## Entries from a point annotation set
========================================================================
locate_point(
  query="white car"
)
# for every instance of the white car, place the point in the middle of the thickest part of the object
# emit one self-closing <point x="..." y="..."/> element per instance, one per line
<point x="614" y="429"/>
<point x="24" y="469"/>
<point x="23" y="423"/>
========================================================================
Reproduce every line of the items above, requests included, and offset each x and y coordinate in the answers by -149.

locate_point(
  query="white car"
)
# for every instance of the white car, place the point in the middle of the thickest part of the object
# emit one self-closing <point x="..." y="..."/> element per instance, one per line
<point x="465" y="280"/>
<point x="-125" y="320"/>
<point x="-126" y="274"/>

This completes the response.